**Exercise details:**
Please replace "query" with "label" throughout the data below and give the data again with nothing else changed. Leave out the pictures.

**Dataset content:**
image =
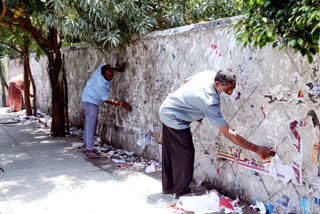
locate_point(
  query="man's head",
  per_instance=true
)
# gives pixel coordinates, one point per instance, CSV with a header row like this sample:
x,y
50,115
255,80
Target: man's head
x,y
107,72
225,81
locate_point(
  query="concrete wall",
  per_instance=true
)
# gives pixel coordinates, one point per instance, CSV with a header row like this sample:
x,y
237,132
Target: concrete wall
x,y
275,92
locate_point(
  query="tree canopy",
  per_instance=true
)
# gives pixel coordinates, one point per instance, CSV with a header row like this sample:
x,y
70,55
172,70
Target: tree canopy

**Solved exercise:**
image =
locate_point(
  label="man's head",
  per_instance=true
)
# gives pixel coordinates, one point per instance, CSV with a header row like this sample:
x,y
50,115
255,80
Target: man's head
x,y
107,72
225,81
locate_point(
  label="concrete wall",
  per_instance=true
)
# gives pixel coordinates, one point per instance, CSV with a header row like this sample:
x,y
237,132
Target: concrete wall
x,y
275,92
locate_point(
  label="tree canopy",
  per_instance=true
)
# gives pixel coordinates, one point per instance, CSV with a header row like this sample:
x,y
70,55
172,70
Target: tree canopy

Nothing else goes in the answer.